Texto de origem –
--------------------------------

Maduro com Ortega: "socialismo do século XXI" gera opressão e pobreza
Até ao início do século XXI, o metropolitano de Caracas era apontado como símbolo de qualidade nos sistemas de transportes públicos da América Latina. Hoje está decrépito, por absoluta falta de manutenção, como quase todos os equipamentos públicos na Venezuela, excepto os que se relacionam com as forças armadas. Como ontem salientava o El País, «toda a gente entra sem pagar porque não há bilhetes, pois o papel em que se imprimem custa mais caro do que o dinheiro com que se pagam».
O metro da capital é um perfeito símbolo de um regime à beira do colapso: o do chamado "socialismo do século XXI", instaurado em 1999 pelo falecido coronel Hugo Chávez e prosseguido desde 2013 pelo seu "filho dilecto", um antigo motorista de autocarros que governa encerrado numa cave blindada do Palácio de Miraflores, apoiado em guardas pretorianos armados até aos dentes, postos à sua disposição pela tirania cubana.

--------------------------------

Objetivo da tarefa –
Indique se cada afirmação concorda com o texto de origem. Responda sim ou não e cite literalmente as palavras do texto que o decidem.
1. Até ao início do século XXI, o metro de Caracas era visto como símbolo de qualidade nos transportes públicos da América Latina.
2. Os equipamentos públicos ligados às forças armadas encontram-se tão decrépitos como os restantes.
3. O "socialismo do século XXI" foi instaurado em 2013.

Itens fornecidos –

--------------------------------

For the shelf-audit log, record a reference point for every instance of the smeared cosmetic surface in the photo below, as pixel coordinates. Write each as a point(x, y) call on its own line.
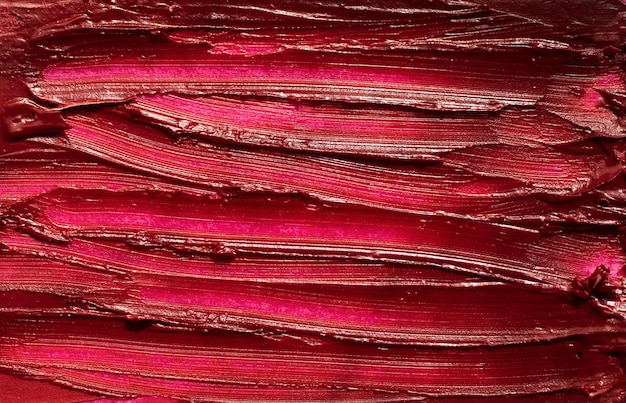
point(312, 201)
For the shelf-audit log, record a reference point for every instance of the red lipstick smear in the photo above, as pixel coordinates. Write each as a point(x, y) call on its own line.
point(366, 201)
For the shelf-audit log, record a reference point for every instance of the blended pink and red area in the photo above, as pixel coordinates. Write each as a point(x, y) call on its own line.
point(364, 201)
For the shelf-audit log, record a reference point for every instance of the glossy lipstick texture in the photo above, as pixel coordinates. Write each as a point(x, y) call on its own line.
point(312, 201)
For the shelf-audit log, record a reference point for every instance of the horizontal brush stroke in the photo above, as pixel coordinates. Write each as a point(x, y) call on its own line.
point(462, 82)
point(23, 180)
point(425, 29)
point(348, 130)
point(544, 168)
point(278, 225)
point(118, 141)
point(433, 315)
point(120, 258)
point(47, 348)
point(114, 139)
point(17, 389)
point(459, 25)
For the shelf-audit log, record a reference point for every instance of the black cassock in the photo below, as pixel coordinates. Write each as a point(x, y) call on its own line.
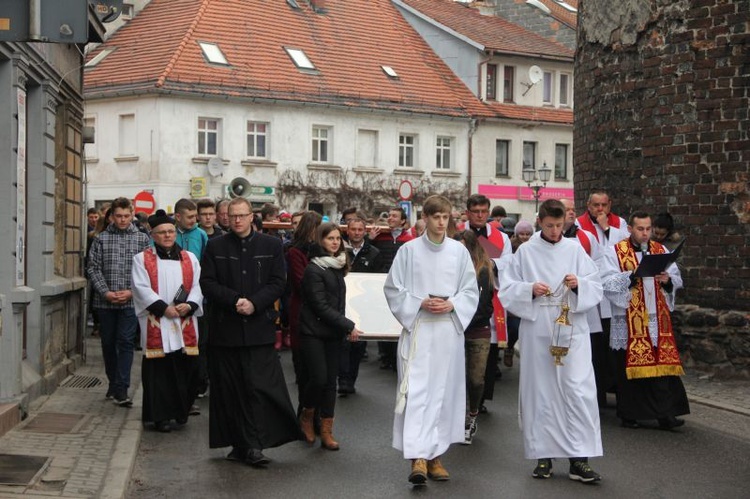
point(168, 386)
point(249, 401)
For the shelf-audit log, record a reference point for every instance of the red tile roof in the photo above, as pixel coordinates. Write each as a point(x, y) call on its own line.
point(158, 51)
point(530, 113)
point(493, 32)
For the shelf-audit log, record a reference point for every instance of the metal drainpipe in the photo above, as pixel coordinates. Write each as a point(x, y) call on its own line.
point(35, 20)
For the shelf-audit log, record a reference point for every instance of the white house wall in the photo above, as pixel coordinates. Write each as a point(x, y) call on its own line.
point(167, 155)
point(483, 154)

--------------------------------

Resposta –
1. Sim: «o metropolitano de Caracas era apontado como símbolo de qualidade nos sistemas de transportes públicos da América Latina»
2. Não: «excepto os que se relacionam com as forças armadas»
3. Não: «instaurado em 1999 pelo falecido coronel Hugo Chávez»